Text provided
__________________________________________________
Cache control algorithms are notoriously application-dependent: sometimes a cache contains the data that an application needs, but sometimes it doesn’t. Rather than allowing cache control algorithms to make educated guesses about data locality, cache utilization could be improved, and cache power consumption lowered, if programmers controlled the data exchanged between cache and off-chip memory.

Today’s memory hierarchy includes four tiers: cache, DRAM, flash, and disk drives. Mainstream DDR3 memory runs at 4 Gbytes/s, while flash memory operates at 500 Mbytes/s. Disk drives deliver data at a pedestrian 100 Mbytes/s.

As we leave on-chip cache memory, not only does bandwidth decrease but latency also increases, further decreasing effective memory rates. Cache bandwidth of more than 20 Gbytes/s is only achieved when an application exhibits good data locality or reuse. Without data locality, caches can’t reduce memory bottlenecks.
__________________________________________________
Data under study
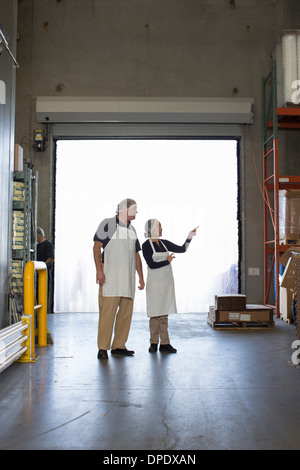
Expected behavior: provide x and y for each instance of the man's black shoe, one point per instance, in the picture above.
(153, 347)
(167, 348)
(102, 354)
(122, 352)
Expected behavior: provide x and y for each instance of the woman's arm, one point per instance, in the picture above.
(176, 248)
(147, 253)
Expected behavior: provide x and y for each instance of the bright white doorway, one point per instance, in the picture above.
(183, 183)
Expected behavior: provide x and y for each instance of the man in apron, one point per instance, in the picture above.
(116, 255)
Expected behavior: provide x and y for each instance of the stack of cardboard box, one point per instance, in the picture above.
(233, 309)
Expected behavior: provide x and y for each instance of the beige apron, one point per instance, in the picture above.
(120, 264)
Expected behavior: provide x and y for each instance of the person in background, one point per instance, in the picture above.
(45, 253)
(116, 255)
(160, 291)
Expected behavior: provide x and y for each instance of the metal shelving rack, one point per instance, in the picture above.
(274, 118)
(27, 206)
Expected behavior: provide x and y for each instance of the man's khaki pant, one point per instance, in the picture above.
(159, 329)
(118, 311)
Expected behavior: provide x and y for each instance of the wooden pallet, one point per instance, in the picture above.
(240, 325)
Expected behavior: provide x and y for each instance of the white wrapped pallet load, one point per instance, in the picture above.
(296, 93)
(289, 65)
(278, 57)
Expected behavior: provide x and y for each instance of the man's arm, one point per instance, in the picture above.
(100, 276)
(139, 269)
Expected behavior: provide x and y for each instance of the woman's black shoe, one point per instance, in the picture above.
(102, 354)
(167, 348)
(153, 348)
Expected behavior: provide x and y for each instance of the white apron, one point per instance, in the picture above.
(160, 289)
(120, 264)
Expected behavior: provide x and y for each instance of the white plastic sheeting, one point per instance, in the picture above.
(183, 183)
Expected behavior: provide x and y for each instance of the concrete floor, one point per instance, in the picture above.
(223, 390)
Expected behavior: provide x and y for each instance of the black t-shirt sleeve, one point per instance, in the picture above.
(147, 253)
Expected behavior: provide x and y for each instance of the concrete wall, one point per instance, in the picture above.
(8, 20)
(174, 48)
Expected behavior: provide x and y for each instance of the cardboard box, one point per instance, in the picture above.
(230, 302)
(289, 214)
(286, 297)
(252, 313)
(18, 160)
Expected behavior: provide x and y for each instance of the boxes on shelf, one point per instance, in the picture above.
(18, 158)
(287, 282)
(17, 273)
(18, 191)
(18, 230)
(289, 216)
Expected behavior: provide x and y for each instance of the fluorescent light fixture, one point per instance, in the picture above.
(144, 110)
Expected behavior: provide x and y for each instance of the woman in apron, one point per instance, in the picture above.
(160, 290)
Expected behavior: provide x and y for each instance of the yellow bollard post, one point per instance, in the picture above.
(42, 314)
(30, 268)
(29, 300)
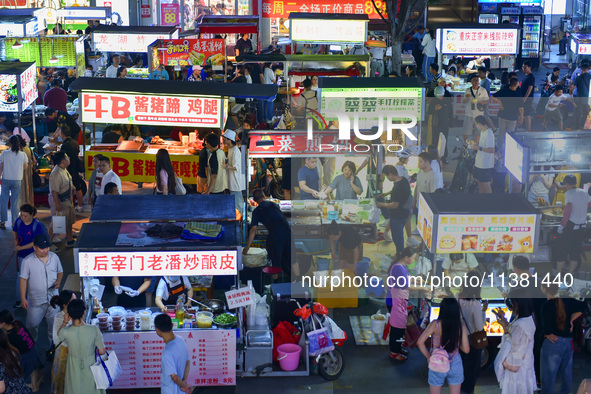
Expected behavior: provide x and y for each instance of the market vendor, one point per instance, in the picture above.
(350, 246)
(348, 185)
(170, 289)
(458, 264)
(280, 242)
(130, 298)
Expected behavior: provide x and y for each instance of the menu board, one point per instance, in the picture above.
(425, 222)
(212, 354)
(499, 233)
(193, 52)
(63, 48)
(472, 41)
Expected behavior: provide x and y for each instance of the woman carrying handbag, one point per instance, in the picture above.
(473, 317)
(449, 335)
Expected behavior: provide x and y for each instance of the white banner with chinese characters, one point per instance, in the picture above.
(152, 109)
(184, 263)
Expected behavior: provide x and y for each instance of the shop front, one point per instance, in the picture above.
(119, 242)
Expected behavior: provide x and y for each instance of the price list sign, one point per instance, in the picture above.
(212, 355)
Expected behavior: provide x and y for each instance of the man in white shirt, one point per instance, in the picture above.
(108, 176)
(425, 178)
(40, 279)
(476, 100)
(485, 158)
(377, 61)
(236, 179)
(459, 264)
(555, 105)
(572, 226)
(112, 69)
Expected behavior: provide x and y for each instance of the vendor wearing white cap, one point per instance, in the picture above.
(170, 289)
(195, 74)
(234, 167)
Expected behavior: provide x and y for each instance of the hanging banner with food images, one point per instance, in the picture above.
(193, 52)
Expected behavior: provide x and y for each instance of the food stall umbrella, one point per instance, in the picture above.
(18, 89)
(105, 247)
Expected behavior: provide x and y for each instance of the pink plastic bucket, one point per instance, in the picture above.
(289, 356)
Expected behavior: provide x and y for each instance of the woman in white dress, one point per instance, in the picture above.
(514, 364)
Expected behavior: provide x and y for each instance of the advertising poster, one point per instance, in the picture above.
(193, 52)
(501, 233)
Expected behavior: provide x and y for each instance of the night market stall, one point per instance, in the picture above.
(194, 105)
(190, 236)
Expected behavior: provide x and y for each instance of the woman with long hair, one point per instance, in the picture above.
(398, 283)
(25, 229)
(27, 195)
(558, 315)
(21, 339)
(449, 333)
(82, 341)
(430, 53)
(13, 163)
(514, 364)
(472, 311)
(11, 374)
(58, 370)
(165, 175)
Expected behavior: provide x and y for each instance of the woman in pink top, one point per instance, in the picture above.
(398, 282)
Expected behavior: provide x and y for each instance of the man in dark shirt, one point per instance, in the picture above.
(57, 118)
(243, 45)
(527, 89)
(75, 168)
(56, 97)
(511, 113)
(280, 241)
(114, 136)
(398, 206)
(582, 83)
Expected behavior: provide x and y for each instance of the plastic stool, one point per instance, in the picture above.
(269, 271)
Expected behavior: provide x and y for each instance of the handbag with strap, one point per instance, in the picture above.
(478, 339)
(105, 370)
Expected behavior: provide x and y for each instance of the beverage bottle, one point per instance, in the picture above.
(180, 310)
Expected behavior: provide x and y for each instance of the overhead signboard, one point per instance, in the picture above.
(193, 52)
(471, 41)
(282, 8)
(144, 264)
(40, 50)
(28, 87)
(499, 233)
(152, 109)
(328, 30)
(127, 42)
__________________________________________________
Exercise aim
Write out, word for word, the part of the cache memory text starting at "Cache control algorithms are" and ending at "and off-chip memory.".

Answer box
Cache control algorithms are notoriously application-dependent: sometimes a cache contains the data that an application needs, but sometimes it doesn’t. Rather than allowing cache control algorithms to make educated guesses about data locality, cache utilization could be improved, and cache power consumption lowered, if programmers controlled the data exchanged between cache and off-chip memory.